Some records:
------------------------------------------------------------
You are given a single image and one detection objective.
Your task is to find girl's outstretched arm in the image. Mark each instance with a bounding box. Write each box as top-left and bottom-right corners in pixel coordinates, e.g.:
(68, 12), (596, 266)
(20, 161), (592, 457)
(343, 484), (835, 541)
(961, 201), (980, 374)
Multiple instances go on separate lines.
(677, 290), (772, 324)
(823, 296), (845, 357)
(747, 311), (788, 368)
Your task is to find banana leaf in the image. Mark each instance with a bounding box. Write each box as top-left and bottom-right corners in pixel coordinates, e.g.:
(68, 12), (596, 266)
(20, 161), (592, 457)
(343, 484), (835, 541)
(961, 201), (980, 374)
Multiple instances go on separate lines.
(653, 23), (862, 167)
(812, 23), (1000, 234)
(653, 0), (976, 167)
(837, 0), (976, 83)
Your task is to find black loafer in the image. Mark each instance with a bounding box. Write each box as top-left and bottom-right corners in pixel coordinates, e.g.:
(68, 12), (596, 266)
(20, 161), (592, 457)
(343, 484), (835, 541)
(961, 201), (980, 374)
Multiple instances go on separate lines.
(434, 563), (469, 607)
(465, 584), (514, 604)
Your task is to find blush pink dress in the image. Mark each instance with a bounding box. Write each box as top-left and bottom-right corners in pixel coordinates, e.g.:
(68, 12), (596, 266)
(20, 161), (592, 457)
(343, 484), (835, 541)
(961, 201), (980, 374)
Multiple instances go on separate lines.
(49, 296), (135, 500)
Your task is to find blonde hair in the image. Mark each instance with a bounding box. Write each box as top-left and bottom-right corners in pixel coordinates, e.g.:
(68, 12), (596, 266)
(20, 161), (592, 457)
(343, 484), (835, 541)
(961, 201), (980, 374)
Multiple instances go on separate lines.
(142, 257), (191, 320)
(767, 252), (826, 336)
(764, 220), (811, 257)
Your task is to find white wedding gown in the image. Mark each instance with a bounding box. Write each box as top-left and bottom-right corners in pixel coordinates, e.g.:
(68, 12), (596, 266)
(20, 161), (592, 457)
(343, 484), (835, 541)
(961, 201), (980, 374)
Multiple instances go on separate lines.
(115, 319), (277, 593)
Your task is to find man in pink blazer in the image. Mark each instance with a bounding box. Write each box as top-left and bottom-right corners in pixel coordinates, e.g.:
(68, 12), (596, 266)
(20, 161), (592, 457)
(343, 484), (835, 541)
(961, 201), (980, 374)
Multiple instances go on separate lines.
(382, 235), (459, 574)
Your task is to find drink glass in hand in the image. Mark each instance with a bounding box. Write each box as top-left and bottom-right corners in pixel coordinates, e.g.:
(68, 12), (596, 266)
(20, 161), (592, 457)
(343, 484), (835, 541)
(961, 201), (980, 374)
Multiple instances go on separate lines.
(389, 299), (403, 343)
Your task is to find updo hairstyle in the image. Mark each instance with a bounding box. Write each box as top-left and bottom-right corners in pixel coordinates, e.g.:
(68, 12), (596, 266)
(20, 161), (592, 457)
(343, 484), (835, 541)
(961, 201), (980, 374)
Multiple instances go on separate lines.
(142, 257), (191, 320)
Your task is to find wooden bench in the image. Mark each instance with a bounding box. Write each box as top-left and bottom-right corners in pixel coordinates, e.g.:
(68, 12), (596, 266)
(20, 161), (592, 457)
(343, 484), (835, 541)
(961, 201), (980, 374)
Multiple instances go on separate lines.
------------------------------------------------------------
> _Task instructions_: Reproduce the listing shown above in its entirety, exactly.

> _Output for this exercise_:
You are given a single image and one detection objective.
Your task is to find girl's outstretched arm in the image. Mark each instance with a bounding box. Write each box as top-left and bottom-right corners in pixel coordinates, e.g.:
(68, 12), (596, 266)
(20, 161), (592, 457)
(343, 484), (835, 541)
(961, 201), (980, 374)
Multiple instances go on separate lines.
(677, 290), (772, 324)
(823, 296), (845, 357)
(747, 311), (788, 368)
Your task is to find banana leaf in the image. Mark each instance with a bounding box. Write each box as top-left and bottom-right corners in pixel coordinates, e.g.:
(68, 12), (596, 266)
(20, 161), (592, 457)
(343, 484), (835, 541)
(961, 201), (980, 374)
Multiple instances go on separate lines.
(653, 23), (862, 167)
(812, 23), (1000, 234)
(653, 0), (976, 167)
(837, 0), (976, 83)
Your task is to find black loafer in the image. Mark each instance with a bounding box. Write each box as top-left and bottom-right corners in pixel coordinates, e.g.:
(68, 12), (596, 266)
(20, 161), (592, 457)
(343, 484), (835, 541)
(961, 201), (980, 374)
Multiple instances go on separate lines.
(434, 563), (469, 607)
(465, 584), (514, 604)
Your task is to find blush pink dress in the image. Mark each instance with a bounding box. Write each box as top-left and bottom-right corners in pixel coordinates, e.g.:
(68, 12), (596, 266)
(20, 161), (592, 457)
(343, 484), (835, 541)
(961, 201), (980, 374)
Multiple instances go on separate lines.
(49, 296), (135, 500)
Your task is to find blonde hair in the image. Mark each instance with a bounding box. Write each box as top-left and bottom-right corners in pixel coordinates, e.g.:
(68, 12), (596, 266)
(20, 161), (592, 457)
(343, 484), (835, 541)
(961, 201), (980, 374)
Multiple instances go on separate lines.
(142, 257), (191, 320)
(767, 252), (826, 336)
(764, 220), (811, 257)
Your task is to find white wedding gown in the image. Mark each instance with a bounding box. Write each box as top-left and bottom-right corners in pixel coordinates, e.g.:
(68, 12), (596, 266)
(20, 161), (592, 457)
(343, 484), (835, 541)
(961, 201), (980, 374)
Multiple instances go on separate lines.
(115, 319), (277, 593)
Your task is to find man in pink blazer in the image. Mark each instance with a bounding box. Write each box as top-left and bottom-right corners in pixel coordinates, e.g.:
(68, 12), (596, 266)
(20, 161), (592, 457)
(343, 484), (835, 541)
(961, 201), (980, 374)
Multiple instances go on separate lines.
(382, 235), (459, 574)
Your task is to find drink glass in hand in the image. Mark each instance with a bounding box. Write each box as top-left and bottom-right corners in pixel coordinates, e.g.:
(68, 12), (596, 266)
(20, 161), (592, 457)
(343, 484), (835, 541)
(961, 201), (980, 374)
Multiple instances go on separate lines.
(389, 299), (403, 343)
Your task is to find updo hairstyle in the image. Mark each instance with a bounding box. Write each box as top-left and bottom-right corners in pixel coordinates, e.g.:
(68, 12), (596, 266)
(20, 161), (592, 457)
(343, 484), (835, 541)
(961, 201), (980, 374)
Multiple instances go on separate lines.
(142, 257), (191, 320)
Your task is to find wooden bench in the image. Mark each instance with a bounding box. Write each box as top-left and bottom-right corners in pixel coordinates, e.g.:
(68, 12), (596, 266)
(20, 161), (592, 457)
(343, 484), (835, 541)
(961, 201), (980, 374)
Multiple instances go on separate lines.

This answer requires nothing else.